> Source extract

---

If a vcpu has issued a HLT instruction with interrupts disabled then it sleeps
forever in vm_handle_hlt().

This is usually not an issue as long as one of the other vcpus properly resets
or powers off the virtual machine. However, if the bhyve(8) process is killed
with a signal the halted vcpu cannot be woken up because it's sleep cannot be
interrupted.

Fix this by waking up periodically and returning from vm_handle_hlt() if
TDF_ASTPENDING is set.

Reported by: Leon Dang
Sponsored by: Nahanni Systems


# d37f2adb 23-Jul-2014 Neel Natu <neel@FreeBSD.org>

Fix fault injection in bhyve.

The faulting instruction needs to be restarted when the exception handler
is done handling the fault. bhyve now does this correctly by setting
'vmexit[vcpu].inst_length' to zero so the %rip is not advanced.

A minor complication is that the fault injection APIs are used by instruction
emulation code that is shared by vmm.ko and bhyve. Thus the argument that
refers to 'struct vm *' in kernel or 'struct vmctx *' in userspace needs to
be loosely typed as a 'void *'.


# d665d229 22-Jul-2014 Neel Natu <neel@FreeBSD.org>

Emulate instructions emitted by OpenBSD/i386 version 5.5:
- CMP REG, r/m
- MOV AX/EAX/RAX, moffset
- MOV moffset, AX/EAX/RAX
- PUSH r/m


# 091d4532 19-Jul-2014 Neel Natu <neel@FreeBSD.org>

Handle nested exceptions in bhyve.

A nested exception condition arises when a second exception is triggered while
delivering the first exception. Most nested exceptions can be handled serially
but some are converted into a double fault. If an exception is generated during
delivery of a double fault then the virtual machine shuts down as a result of
a triple fault.

vm_exit_intinfo() is used to record that a VM-exit happened while an event was
being delivered through the IDT. If an exception is triggered while handling
the VM-exit it will be treated like a nested exception.

vm_entry_intinfo() is used by processor-specific code to get the event to be
injected into the guest on the next VM-entry. This function is responsible for
deciding the disposition of nested exceptions.


# 3d5444c8 16-Jul-2014 Neel Natu <neel@FreeBSD.org>

Add emulation for legacy x86 task switching mechanism.

FreeBSD/i386 uses task switching to handle double fault exceptions and this
change enables that to work.

---

> Information supplied
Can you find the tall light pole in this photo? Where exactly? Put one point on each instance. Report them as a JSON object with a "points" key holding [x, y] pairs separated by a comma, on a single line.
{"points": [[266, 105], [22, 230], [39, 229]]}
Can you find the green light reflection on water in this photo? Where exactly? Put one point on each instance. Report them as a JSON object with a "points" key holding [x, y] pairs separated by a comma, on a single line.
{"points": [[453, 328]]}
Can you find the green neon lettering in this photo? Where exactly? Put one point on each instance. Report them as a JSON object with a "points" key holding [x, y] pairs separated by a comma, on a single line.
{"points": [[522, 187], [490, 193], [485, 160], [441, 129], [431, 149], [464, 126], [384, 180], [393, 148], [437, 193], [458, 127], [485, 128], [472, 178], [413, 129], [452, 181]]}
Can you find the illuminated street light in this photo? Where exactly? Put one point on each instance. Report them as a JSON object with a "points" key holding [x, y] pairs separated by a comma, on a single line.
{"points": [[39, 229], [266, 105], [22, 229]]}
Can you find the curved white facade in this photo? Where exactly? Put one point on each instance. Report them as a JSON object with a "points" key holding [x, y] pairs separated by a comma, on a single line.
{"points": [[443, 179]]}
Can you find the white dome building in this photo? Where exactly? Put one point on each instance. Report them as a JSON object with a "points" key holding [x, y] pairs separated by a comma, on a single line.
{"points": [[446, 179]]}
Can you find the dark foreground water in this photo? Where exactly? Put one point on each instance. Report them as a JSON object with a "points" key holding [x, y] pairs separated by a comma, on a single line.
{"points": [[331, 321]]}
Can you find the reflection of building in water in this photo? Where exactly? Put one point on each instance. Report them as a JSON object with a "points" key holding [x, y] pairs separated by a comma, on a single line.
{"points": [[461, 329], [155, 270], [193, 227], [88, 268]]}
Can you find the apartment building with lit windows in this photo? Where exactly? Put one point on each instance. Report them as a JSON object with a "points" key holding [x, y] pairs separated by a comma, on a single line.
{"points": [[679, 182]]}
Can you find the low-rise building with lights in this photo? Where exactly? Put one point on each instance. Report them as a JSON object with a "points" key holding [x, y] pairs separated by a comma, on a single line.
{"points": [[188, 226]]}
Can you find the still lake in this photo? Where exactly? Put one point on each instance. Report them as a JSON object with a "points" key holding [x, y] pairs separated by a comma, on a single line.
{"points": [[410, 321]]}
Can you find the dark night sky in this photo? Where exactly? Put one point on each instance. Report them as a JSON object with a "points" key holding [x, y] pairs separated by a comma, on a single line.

---

> Set problem 1
From the bhyve commit log, list every instruction that the change for OpenBSD/i386 version 5.5 adds emulation for.
> Set problem 2
Copy the bhyve commit log word for word, from "# d37f2adb 23-Jul-2014" up to and including "a 'void *'.".

> Exercise result 1
- CMP REG, r/m
- MOV AX/EAX/RAX, moffset
- MOV moffset, AX/EAX/RAX
- PUSH r/m

> Exercise result 2
# d37f2adb 23-Jul-2014 Neel Natu <neel@FreeBSD.org>

Fix fault injection in bhyve.

The faulting instruction needs to be restarted when the exception handler
is done handling the fault. bhyve now does this correctly by setting
'vmexit[vcpu].inst_length' to zero so the %rip is not advanced.

A minor complication is that the fault injection APIs are used by instruction
emulation code that is shared by vmm.ko and bhyve. Thus the argument that
refers to 'struct vm *' in kernel or 'struct vmctx *' in userspace needs to
be loosely typed as a 'void *'.